SET PROBLEM:
Count how many lines of the listing below contain the string "tree". Case matters, and the answer should be the number alone.

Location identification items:
- - -

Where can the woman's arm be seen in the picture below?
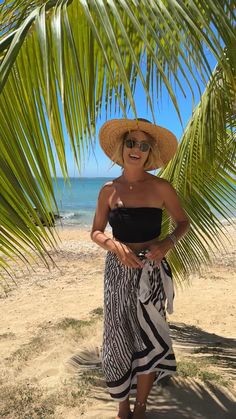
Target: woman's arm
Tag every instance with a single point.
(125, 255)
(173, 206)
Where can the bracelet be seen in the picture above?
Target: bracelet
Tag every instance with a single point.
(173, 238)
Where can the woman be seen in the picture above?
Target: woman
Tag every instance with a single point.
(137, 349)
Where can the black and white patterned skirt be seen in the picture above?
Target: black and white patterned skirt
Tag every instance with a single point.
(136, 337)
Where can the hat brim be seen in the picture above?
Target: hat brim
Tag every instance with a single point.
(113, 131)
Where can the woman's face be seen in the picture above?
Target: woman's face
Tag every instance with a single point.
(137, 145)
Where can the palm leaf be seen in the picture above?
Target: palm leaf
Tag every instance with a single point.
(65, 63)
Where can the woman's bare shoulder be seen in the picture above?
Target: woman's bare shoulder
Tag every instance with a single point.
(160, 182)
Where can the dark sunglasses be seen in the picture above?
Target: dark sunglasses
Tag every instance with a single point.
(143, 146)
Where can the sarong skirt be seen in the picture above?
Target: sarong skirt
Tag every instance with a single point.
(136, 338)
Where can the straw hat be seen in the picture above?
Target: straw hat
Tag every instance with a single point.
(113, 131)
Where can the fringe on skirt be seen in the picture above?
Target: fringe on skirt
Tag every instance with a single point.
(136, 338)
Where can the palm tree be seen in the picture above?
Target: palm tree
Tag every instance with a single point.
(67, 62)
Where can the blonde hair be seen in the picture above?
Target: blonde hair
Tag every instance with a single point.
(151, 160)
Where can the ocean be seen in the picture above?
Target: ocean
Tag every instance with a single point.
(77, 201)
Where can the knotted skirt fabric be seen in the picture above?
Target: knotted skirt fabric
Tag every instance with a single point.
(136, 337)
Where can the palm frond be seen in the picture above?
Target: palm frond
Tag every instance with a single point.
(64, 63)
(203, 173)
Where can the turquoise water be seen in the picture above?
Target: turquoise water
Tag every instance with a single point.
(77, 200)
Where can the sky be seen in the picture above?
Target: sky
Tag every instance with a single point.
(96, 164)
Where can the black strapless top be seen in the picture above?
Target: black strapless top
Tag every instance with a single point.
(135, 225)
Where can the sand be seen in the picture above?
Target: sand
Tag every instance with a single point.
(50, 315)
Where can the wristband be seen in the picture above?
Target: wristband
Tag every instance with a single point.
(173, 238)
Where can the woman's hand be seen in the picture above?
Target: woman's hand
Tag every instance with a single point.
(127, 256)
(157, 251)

- - -

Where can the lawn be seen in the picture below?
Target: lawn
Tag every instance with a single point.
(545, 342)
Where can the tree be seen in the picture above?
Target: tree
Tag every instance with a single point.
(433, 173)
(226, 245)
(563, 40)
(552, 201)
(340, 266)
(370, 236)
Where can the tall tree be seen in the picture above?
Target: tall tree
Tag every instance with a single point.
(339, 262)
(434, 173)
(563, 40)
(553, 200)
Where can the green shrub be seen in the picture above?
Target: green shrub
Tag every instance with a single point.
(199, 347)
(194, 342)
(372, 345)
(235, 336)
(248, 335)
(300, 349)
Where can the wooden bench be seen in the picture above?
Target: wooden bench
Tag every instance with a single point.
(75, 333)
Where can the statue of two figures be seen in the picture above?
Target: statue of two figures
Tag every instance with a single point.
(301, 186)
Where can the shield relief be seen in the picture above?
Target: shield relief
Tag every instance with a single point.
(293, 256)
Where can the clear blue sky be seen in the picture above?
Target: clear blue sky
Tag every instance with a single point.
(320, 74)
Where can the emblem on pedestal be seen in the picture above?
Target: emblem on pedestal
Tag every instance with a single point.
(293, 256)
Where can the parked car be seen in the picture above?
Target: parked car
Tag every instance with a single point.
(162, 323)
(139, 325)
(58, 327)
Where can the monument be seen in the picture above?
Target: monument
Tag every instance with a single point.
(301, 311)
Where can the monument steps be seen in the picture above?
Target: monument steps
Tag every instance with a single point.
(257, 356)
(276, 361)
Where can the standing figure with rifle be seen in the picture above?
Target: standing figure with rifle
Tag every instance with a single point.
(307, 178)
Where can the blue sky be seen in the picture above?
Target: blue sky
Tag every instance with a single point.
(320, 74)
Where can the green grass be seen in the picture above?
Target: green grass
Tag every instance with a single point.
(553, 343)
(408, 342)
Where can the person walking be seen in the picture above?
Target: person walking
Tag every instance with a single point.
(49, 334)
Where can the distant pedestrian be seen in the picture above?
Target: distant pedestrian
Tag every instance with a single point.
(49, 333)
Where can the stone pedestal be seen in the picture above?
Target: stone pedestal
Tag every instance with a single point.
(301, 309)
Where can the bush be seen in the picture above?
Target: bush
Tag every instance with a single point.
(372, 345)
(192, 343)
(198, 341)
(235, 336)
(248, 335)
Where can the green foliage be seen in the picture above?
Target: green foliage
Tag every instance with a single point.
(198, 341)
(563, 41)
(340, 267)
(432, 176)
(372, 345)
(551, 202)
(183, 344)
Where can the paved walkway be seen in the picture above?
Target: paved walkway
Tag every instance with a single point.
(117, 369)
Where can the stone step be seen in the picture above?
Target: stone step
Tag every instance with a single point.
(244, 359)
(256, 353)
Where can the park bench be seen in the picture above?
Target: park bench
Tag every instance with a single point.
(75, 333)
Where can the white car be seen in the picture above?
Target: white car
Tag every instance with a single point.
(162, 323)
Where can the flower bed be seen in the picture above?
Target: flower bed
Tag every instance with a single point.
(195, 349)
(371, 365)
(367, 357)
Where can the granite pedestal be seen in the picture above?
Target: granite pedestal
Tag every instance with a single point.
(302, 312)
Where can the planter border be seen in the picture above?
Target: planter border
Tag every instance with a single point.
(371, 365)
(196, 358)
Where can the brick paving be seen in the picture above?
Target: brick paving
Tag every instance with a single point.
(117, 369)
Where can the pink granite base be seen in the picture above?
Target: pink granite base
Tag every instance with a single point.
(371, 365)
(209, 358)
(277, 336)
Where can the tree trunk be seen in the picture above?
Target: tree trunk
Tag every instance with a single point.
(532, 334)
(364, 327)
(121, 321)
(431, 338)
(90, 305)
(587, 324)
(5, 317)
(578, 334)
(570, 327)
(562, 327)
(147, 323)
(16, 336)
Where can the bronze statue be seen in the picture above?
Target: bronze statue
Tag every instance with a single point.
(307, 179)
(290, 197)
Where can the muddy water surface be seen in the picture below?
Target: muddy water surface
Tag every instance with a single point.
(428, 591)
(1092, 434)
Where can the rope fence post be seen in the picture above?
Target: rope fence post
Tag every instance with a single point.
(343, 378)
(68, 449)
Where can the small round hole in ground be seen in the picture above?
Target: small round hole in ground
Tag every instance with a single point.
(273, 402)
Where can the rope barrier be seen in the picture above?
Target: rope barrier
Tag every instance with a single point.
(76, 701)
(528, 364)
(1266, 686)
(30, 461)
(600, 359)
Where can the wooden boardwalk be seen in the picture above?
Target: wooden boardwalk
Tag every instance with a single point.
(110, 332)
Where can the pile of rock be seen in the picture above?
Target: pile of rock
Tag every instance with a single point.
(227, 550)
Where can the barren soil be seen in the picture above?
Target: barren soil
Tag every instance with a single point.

- - -

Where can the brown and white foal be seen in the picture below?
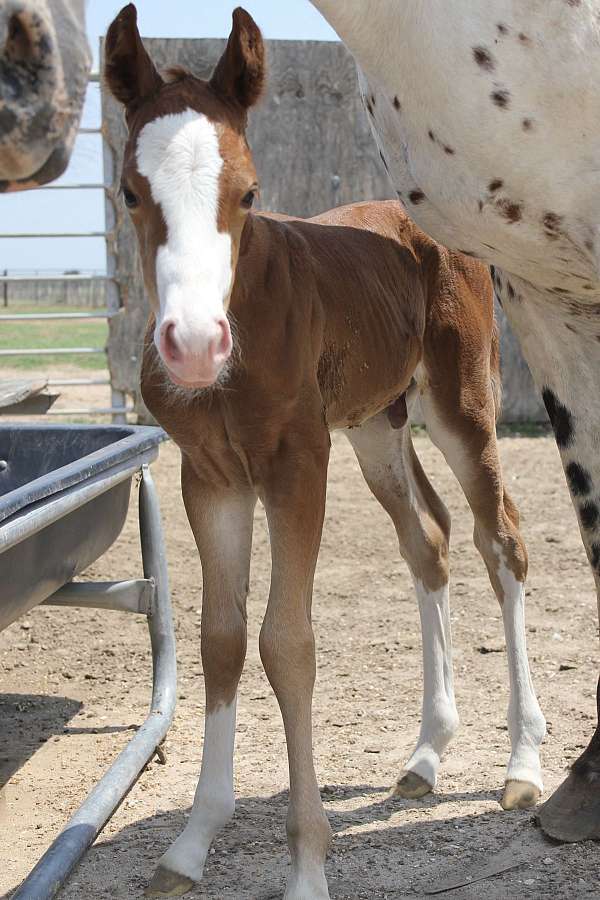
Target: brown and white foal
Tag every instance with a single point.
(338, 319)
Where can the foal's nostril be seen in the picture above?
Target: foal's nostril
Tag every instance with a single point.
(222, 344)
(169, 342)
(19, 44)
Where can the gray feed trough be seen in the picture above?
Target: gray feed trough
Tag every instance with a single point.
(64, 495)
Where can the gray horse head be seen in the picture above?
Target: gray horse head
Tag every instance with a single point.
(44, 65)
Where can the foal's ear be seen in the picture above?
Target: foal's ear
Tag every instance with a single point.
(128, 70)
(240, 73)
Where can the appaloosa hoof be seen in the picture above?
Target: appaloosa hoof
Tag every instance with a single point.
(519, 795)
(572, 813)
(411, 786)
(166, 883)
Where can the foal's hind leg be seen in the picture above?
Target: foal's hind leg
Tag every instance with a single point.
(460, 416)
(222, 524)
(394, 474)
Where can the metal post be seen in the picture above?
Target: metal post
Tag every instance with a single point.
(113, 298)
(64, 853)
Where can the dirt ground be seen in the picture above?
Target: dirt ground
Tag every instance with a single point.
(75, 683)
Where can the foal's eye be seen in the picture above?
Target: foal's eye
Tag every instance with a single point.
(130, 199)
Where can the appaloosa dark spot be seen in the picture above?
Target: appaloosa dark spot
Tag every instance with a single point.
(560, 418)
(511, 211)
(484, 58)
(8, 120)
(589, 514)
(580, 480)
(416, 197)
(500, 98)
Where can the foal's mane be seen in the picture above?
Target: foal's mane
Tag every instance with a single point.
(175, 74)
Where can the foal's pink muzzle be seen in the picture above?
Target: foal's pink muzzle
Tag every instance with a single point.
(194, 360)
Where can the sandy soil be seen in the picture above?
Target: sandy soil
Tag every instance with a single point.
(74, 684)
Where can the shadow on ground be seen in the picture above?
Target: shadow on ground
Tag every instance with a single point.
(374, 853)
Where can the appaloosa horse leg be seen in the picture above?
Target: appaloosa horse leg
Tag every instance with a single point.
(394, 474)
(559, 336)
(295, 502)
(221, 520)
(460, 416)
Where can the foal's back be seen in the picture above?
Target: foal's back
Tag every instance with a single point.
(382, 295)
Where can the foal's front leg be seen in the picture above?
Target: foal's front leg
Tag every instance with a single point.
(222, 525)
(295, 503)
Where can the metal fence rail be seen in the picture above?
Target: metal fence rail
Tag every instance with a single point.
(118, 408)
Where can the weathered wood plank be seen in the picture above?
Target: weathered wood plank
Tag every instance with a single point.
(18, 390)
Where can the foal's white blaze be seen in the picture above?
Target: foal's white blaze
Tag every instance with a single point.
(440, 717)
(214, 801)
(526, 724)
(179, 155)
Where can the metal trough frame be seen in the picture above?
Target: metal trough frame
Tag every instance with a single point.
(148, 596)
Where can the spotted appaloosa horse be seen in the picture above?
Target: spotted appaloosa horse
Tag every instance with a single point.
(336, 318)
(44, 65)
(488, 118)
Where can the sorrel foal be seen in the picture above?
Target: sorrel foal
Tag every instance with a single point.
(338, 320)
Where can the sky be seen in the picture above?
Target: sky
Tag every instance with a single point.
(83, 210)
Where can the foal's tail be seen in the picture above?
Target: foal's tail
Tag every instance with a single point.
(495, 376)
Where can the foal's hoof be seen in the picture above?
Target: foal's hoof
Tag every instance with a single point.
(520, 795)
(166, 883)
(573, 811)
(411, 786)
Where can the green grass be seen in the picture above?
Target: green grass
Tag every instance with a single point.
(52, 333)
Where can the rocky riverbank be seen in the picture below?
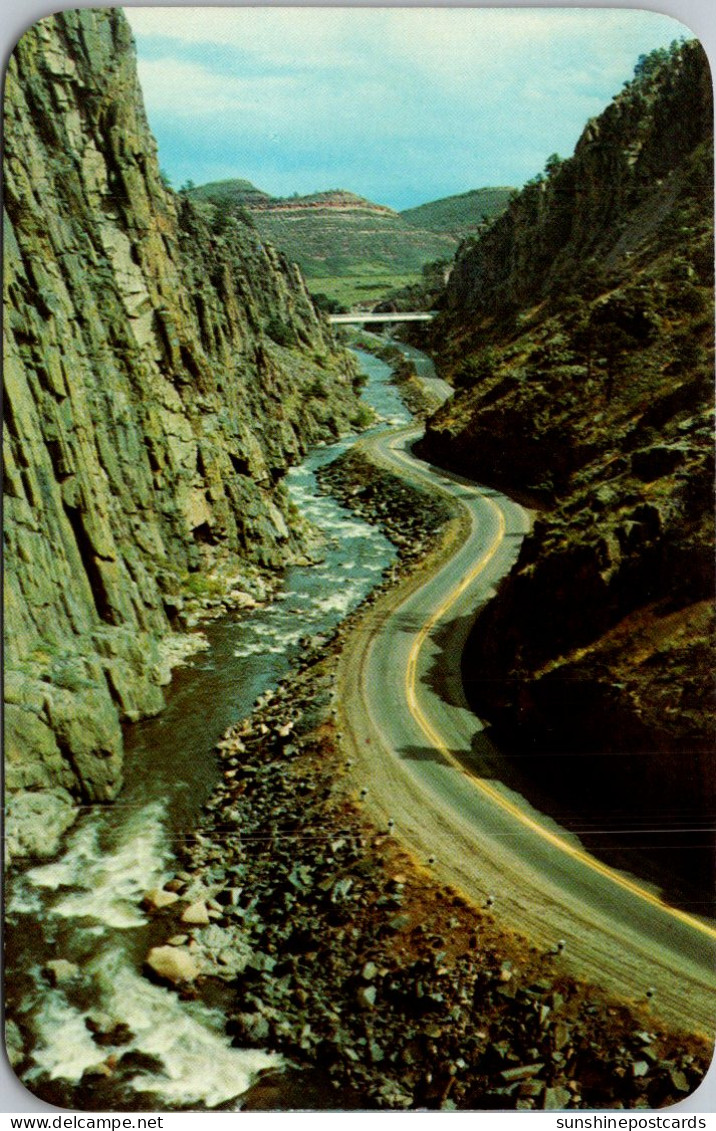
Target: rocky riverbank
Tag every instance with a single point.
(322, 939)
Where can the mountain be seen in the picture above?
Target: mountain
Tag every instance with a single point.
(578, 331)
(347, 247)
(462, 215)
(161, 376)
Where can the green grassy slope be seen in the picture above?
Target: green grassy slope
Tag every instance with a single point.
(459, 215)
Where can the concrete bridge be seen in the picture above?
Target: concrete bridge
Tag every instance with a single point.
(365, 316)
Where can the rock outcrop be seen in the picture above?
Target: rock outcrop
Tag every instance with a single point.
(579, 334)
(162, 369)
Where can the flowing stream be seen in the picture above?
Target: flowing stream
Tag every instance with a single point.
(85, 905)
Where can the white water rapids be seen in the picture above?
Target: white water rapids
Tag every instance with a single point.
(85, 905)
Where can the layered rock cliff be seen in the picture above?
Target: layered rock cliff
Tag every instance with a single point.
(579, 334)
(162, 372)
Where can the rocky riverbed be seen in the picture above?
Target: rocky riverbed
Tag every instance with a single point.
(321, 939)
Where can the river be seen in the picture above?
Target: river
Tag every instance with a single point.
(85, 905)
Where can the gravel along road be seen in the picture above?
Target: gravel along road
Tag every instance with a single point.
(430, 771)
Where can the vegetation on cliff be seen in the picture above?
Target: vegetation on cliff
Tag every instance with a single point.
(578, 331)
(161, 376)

- - -

EXERCISE ANSWER:
8